• **INPUT FOR THIS TASK**:

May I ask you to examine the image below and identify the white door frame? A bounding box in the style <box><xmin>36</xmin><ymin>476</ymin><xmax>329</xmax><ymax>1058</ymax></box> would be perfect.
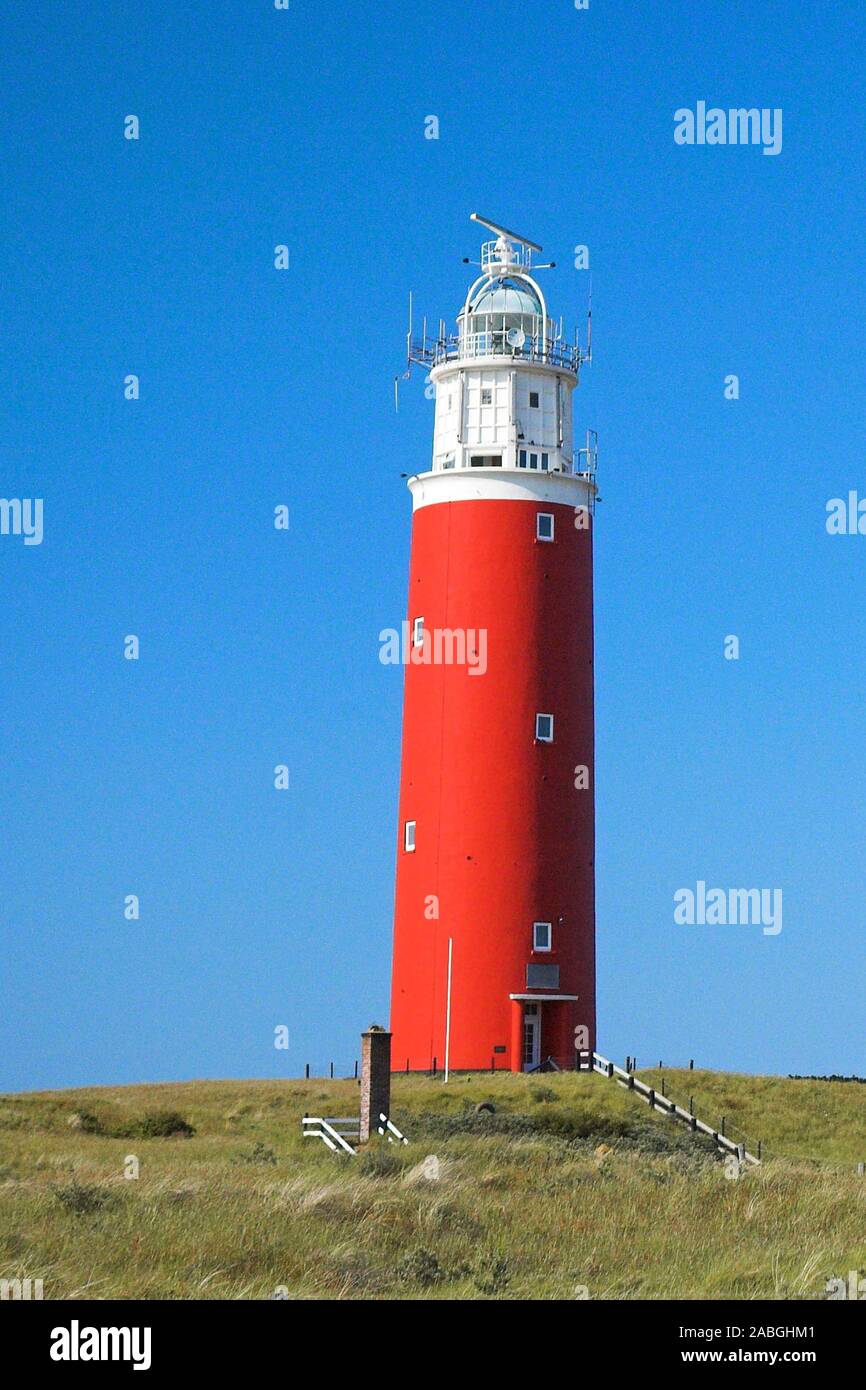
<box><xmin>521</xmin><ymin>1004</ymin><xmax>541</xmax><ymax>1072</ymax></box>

---

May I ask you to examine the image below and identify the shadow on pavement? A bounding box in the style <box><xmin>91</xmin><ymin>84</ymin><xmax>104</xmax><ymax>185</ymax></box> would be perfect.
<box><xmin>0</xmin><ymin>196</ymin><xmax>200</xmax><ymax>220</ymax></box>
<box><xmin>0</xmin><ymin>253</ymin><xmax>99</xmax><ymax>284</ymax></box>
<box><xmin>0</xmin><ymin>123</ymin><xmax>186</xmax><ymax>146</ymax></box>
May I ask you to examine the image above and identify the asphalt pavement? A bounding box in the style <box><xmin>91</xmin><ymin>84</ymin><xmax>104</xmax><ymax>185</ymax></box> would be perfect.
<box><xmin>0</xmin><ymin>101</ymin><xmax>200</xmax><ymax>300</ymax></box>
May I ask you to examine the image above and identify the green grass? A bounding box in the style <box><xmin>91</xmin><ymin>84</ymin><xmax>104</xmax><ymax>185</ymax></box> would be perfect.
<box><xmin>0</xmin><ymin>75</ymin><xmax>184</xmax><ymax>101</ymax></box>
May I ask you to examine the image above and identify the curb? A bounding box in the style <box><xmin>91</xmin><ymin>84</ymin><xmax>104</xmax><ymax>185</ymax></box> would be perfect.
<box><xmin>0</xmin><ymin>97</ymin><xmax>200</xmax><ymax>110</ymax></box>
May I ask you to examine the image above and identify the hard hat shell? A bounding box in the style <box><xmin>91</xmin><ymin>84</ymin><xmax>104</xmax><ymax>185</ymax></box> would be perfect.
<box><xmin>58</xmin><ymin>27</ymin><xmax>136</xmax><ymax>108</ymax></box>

==

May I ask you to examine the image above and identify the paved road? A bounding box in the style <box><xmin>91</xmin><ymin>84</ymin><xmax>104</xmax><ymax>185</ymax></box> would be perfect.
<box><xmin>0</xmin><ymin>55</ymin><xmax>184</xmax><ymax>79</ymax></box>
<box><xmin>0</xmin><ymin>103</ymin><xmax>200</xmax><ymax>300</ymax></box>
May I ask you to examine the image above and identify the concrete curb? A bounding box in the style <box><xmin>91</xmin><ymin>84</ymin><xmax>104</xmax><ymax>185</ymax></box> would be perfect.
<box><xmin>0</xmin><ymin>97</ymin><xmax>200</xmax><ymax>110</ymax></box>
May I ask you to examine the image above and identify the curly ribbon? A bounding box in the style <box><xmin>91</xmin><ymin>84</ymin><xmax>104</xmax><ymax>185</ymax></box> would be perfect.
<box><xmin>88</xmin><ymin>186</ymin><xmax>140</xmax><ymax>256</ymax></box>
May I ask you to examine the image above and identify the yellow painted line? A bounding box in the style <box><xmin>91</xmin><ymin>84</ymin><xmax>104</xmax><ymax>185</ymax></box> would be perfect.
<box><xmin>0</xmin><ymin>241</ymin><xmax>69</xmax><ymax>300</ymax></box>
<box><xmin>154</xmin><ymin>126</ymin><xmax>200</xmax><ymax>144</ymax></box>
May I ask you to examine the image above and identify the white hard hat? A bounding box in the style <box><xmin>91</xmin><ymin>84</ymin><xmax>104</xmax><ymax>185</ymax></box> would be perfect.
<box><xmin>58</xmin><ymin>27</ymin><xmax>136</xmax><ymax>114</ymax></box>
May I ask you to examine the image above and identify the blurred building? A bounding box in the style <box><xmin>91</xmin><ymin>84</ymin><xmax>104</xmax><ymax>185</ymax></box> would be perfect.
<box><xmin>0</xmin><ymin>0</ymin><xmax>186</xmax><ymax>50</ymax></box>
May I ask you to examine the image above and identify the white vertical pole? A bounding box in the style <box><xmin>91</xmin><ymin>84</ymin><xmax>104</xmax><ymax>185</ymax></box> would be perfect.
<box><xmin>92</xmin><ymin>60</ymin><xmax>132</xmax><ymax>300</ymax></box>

• **WHAT YOU HAVE TO DO**: Pick out each line in the items above that contains the word "hard". Letter case counts.

• **THE SOLUTION**:
May I ask you to examine the image above and identify the hard hat shell? A bounding box in the style <box><xmin>91</xmin><ymin>84</ymin><xmax>104</xmax><ymax>185</ymax></box> would be perfect.
May I ask you to examine the image above and identify the white hard hat? A bounding box in the style <box><xmin>91</xmin><ymin>84</ymin><xmax>104</xmax><ymax>185</ymax></box> would be perfect.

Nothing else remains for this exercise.